[Excerpts from a pointing dataset]
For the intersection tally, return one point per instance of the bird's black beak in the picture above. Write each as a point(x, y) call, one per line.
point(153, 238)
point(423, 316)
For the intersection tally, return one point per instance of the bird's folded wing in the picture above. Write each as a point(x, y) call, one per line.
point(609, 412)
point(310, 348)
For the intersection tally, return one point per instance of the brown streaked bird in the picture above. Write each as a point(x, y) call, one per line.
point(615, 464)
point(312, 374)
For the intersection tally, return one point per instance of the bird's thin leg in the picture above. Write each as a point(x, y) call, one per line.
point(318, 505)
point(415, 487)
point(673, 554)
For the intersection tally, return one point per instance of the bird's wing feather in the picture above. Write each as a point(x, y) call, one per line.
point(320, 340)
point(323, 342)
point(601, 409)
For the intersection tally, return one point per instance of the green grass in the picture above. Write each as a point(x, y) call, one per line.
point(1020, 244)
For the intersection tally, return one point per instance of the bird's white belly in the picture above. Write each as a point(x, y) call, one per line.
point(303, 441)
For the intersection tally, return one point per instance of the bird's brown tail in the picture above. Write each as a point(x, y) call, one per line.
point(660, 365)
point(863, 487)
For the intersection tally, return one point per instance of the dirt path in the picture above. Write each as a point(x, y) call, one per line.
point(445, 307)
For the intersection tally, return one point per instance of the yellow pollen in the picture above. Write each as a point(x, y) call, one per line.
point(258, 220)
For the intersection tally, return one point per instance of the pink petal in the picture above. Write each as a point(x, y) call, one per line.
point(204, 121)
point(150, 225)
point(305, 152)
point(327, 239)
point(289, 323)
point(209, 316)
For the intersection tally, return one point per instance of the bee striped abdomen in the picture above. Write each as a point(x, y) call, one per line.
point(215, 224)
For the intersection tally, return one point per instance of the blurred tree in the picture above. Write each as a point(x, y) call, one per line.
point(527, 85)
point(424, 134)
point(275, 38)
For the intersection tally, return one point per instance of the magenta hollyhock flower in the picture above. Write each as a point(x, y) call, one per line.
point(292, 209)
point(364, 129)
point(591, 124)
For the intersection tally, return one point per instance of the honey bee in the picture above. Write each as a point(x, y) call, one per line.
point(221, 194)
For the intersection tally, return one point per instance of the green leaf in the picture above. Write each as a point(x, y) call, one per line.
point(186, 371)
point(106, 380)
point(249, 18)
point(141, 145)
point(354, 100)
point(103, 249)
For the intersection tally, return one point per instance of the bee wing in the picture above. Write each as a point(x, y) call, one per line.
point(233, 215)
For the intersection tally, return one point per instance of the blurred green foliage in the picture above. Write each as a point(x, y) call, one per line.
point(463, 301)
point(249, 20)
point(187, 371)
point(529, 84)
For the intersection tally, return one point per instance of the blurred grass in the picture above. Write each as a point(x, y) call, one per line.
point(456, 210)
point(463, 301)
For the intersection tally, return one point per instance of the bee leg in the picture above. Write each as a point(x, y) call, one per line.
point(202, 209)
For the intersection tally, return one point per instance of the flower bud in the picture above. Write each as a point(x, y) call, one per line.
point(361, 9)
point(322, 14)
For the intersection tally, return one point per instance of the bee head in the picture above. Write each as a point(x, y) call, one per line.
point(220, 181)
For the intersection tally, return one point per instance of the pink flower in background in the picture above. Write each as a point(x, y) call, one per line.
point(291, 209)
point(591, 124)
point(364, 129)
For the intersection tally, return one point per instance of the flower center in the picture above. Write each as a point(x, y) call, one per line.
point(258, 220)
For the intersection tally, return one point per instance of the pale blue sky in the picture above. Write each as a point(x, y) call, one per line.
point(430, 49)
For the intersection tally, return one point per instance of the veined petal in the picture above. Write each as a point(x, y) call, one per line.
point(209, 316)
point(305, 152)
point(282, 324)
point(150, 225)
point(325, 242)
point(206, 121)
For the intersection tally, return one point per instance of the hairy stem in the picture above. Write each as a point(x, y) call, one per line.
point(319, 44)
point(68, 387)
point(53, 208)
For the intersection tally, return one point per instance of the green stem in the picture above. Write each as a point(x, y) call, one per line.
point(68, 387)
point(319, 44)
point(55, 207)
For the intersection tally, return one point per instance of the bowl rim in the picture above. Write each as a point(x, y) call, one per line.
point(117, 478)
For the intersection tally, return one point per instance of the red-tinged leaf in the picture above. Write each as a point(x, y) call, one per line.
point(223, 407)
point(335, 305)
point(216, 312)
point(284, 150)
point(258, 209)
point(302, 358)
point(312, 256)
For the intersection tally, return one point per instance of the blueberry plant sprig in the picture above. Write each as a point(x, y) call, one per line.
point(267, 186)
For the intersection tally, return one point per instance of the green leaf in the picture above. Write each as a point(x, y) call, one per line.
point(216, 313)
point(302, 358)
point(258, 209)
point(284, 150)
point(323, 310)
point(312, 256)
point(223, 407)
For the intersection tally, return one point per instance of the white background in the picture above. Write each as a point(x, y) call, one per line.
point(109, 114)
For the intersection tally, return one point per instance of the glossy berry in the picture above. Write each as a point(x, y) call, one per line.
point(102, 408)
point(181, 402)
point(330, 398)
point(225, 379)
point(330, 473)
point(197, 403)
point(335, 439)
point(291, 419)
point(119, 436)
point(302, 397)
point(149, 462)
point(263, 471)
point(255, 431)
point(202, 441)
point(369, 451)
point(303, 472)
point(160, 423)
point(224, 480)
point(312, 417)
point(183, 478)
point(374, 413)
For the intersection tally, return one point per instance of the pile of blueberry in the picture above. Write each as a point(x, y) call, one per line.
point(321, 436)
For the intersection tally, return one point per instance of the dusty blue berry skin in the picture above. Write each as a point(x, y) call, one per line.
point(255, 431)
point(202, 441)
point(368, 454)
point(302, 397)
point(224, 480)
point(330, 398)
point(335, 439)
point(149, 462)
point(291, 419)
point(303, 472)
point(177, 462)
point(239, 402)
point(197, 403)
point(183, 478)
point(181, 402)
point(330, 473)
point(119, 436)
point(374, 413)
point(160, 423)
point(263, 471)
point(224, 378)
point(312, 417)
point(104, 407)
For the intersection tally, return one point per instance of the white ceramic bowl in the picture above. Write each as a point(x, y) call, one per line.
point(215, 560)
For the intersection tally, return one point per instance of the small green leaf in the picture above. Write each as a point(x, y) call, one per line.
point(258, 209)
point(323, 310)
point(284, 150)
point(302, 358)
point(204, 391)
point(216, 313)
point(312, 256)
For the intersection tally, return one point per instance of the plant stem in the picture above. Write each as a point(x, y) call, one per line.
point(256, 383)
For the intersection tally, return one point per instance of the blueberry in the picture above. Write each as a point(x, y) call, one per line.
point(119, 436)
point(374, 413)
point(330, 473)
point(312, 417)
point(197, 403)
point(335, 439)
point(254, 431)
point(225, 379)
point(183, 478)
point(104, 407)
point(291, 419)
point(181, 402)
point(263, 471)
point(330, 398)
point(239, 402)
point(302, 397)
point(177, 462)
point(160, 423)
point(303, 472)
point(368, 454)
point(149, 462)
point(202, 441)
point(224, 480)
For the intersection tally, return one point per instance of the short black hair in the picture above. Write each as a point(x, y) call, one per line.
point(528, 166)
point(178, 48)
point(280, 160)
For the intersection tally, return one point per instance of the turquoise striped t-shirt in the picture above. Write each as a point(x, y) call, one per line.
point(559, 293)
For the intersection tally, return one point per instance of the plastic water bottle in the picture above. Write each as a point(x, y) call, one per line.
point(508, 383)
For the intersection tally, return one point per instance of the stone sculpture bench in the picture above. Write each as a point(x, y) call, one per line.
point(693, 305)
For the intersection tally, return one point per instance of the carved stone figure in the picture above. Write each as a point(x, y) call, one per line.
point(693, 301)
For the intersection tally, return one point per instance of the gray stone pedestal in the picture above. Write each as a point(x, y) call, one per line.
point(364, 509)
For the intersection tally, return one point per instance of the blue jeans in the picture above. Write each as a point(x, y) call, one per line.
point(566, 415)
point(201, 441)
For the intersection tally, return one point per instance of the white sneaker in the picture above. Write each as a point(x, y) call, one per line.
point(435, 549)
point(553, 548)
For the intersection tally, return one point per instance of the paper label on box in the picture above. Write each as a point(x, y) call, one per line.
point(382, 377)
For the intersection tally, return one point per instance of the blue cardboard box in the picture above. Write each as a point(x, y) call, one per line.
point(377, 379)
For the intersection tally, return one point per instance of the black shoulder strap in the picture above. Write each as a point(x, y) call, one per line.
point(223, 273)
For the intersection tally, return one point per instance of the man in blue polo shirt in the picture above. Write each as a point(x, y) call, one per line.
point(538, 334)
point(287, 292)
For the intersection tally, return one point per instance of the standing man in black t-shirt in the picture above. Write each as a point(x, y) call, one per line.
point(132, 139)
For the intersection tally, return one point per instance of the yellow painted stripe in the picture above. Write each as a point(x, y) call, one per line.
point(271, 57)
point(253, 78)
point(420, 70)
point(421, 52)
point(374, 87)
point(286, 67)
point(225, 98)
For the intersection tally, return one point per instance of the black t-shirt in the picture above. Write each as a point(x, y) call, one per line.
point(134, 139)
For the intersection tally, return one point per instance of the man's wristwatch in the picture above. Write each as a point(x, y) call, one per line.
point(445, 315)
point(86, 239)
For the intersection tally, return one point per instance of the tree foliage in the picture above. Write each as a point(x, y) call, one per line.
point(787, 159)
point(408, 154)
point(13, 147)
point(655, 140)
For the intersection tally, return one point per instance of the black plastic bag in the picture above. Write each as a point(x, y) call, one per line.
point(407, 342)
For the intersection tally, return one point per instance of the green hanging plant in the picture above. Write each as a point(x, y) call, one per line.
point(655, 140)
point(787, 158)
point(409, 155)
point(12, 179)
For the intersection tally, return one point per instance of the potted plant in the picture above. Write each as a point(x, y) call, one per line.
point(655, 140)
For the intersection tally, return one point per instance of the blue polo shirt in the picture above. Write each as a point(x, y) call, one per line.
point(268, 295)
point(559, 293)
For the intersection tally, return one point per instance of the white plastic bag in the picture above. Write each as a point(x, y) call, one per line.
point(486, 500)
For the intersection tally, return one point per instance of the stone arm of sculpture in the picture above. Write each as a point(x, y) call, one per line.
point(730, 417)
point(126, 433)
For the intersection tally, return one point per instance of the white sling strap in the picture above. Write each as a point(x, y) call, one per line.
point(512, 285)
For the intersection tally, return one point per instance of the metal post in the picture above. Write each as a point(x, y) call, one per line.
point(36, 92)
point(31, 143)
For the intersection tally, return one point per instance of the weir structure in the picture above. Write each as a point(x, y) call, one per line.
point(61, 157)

* **STATED GOAL**
Can you repeat word for word the lines from the one containing "of the turquoise" through the one containing "point(553, 548)", including both of those lines?

* **ANSWER**
For the intersection tally, return one point per instance of the turquoise striped t-shirt in the picture above. Write each as a point(x, y) call, one per line.
point(559, 293)
For the intersection tally, return one point per instance of the plastic water bottle in the picture above. Write each as a point(x, y) call, one per line.
point(508, 383)
For the intersection tally, return one point per instance of the stone sculpture bench in the picture above. Write each as a point(x, y) call, one per line.
point(693, 305)
For the intersection tally, return one point per instance of the carved stone figure in the picture above. Write each as a point(x, y) call, one per line.
point(693, 301)
For the intersection tally, return one point per instance of the gray stone pedestal in the picture above. Write each as a point(x, y) call, one per line.
point(364, 509)
For the intersection tally, return one point per instance of the blue jeans in the picture above. Write each as a point(x, y) call, one per line.
point(566, 415)
point(201, 441)
For the intersection tally, return one point per instance of the white sneaker in the picture above. Write each as a point(x, y) call, one per line.
point(435, 549)
point(553, 548)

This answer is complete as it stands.